Written problem:
Locate the line that contains "Task: locate the long", then copy it and all later lines of the data below exactly, through the last one.

(Records of labeled points)
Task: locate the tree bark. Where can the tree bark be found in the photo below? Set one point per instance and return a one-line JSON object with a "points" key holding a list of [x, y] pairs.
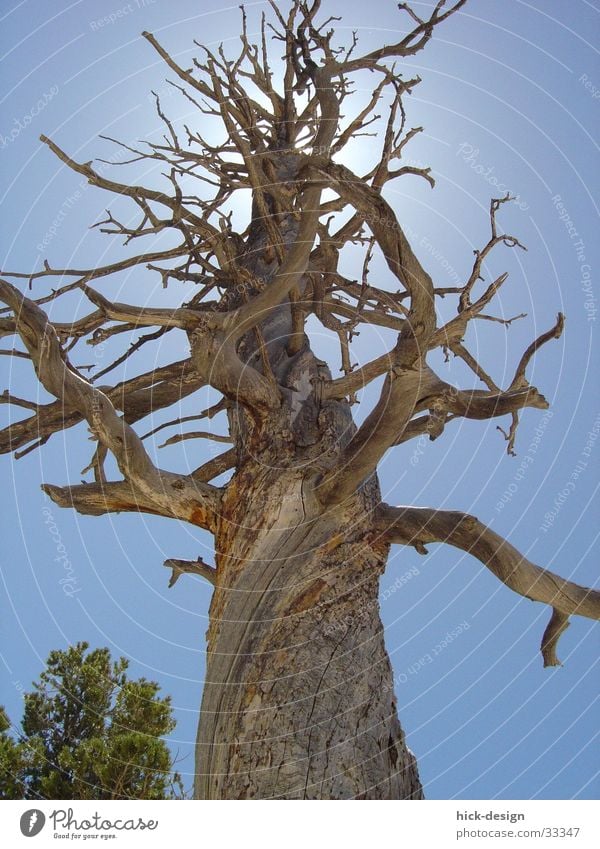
{"points": [[298, 700]]}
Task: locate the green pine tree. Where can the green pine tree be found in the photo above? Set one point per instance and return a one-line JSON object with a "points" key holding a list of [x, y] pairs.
{"points": [[89, 732]]}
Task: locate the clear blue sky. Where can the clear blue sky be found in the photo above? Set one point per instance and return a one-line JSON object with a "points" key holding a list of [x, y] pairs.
{"points": [[510, 95]]}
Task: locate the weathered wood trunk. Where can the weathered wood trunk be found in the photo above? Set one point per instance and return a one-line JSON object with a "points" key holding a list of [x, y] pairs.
{"points": [[298, 700]]}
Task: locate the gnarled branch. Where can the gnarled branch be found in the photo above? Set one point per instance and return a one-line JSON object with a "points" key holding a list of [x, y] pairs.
{"points": [[419, 526]]}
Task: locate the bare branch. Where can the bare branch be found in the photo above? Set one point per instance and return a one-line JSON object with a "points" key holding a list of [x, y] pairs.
{"points": [[190, 567], [423, 525]]}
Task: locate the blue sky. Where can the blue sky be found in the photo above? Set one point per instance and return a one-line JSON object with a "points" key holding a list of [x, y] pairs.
{"points": [[510, 97]]}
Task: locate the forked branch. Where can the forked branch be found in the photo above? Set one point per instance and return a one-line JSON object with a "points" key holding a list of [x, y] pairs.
{"points": [[419, 526]]}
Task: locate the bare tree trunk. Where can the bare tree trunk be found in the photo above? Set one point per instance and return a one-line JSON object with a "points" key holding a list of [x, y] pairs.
{"points": [[298, 700]]}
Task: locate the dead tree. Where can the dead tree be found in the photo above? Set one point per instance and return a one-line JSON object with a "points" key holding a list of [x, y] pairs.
{"points": [[295, 705]]}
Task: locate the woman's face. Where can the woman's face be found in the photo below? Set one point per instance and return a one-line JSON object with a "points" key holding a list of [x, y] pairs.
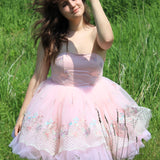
{"points": [[71, 9]]}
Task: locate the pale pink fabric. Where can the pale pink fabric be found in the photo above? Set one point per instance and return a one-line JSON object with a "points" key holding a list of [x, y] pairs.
{"points": [[79, 114]]}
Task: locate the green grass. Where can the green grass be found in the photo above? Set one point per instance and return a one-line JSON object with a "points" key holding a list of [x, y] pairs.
{"points": [[133, 62]]}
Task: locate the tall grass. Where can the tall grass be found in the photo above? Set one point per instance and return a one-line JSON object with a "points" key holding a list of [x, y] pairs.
{"points": [[133, 62]]}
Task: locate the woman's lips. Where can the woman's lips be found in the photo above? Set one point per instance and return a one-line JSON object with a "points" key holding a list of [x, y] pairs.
{"points": [[75, 10]]}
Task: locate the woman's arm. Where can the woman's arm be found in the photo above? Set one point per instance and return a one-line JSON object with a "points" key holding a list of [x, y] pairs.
{"points": [[40, 74], [104, 31]]}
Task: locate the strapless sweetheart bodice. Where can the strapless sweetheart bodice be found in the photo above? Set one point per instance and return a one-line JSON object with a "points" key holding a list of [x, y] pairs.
{"points": [[77, 69]]}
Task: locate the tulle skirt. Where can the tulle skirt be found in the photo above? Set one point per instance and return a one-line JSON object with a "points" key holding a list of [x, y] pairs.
{"points": [[96, 122]]}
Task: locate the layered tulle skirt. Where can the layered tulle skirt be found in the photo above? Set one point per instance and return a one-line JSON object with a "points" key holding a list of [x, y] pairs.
{"points": [[96, 122]]}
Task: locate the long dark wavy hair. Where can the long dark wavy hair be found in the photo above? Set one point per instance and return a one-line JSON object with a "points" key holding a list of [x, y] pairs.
{"points": [[52, 27]]}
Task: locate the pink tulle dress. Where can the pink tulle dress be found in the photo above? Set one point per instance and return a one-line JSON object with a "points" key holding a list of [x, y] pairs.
{"points": [[77, 114]]}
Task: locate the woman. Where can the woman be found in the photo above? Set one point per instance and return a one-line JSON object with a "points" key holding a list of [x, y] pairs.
{"points": [[76, 113]]}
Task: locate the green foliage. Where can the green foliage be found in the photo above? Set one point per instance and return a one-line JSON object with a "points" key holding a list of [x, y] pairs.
{"points": [[133, 61]]}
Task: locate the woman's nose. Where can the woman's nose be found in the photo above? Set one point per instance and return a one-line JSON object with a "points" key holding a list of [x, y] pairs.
{"points": [[72, 3]]}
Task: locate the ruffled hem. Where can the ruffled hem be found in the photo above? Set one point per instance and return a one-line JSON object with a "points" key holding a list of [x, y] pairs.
{"points": [[101, 152], [100, 122]]}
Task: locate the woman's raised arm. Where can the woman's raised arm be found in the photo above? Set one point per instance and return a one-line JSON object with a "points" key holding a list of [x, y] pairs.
{"points": [[104, 31]]}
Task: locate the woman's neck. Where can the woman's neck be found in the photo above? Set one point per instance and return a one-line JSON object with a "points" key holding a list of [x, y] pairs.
{"points": [[76, 25]]}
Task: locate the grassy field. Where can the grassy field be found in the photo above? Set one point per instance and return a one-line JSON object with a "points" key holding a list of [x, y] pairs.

Output of the task:
Task: locate the long dark wavy hair. Where can the long dark wavy hair be found in the photo above? Set one point per instance and return a one-line JSON object with a "points" key holding a list of [x, y] pairs.
{"points": [[52, 27]]}
Task: locate the pink tulle dress. Where can the pink tulle dress be found in the photo above? Set one point per instance and return a one-line JSON object with a "points" key holding a list of [x, y] pairs.
{"points": [[77, 114]]}
Task: locate the woman. Where can the woman be found in the photo above? Set one point per instance and return a one-line JSON object with a "points" key holding a list of [x, y] pairs.
{"points": [[76, 113]]}
Task: locate the green foliage. Where can the green foliage be found in the photo above? Set one point per instance and return a one-line JSON object with a "points" key holding a list of [x, y] pairs.
{"points": [[133, 61]]}
Task: locate the woman's nose. Where can the woman's nose be found in the photo above? Set one point per instance and return a one-line JSON object with a "points" key holding a list of [x, y] pairs.
{"points": [[72, 3]]}
Task: locate the ruffled hem. Where can the ruffled hem be found in the photo above? Set one point per instance and return a one-line JSON object with a "points" key holding a list of [x, y] pairs.
{"points": [[101, 152], [100, 122]]}
Task: locate the woman's raised arm. Where can the woman's raised arm be found in the photo above? Set one point per instance and return a one-line JSON object with a "points" key holding a list of [x, y] pairs.
{"points": [[104, 31]]}
Task: locate the woman's neck. Where can the woman's neck be found in the photo above? Set one point per instance and return a one-line JSON object with a "points" key holding a list of [x, y] pairs.
{"points": [[76, 25]]}
Task: locate the grassy field. Where can the grassy field be found in the photo above? Set one point per instance and return a one-line JSON object with a "points" key holding a list of [x, y] pairs.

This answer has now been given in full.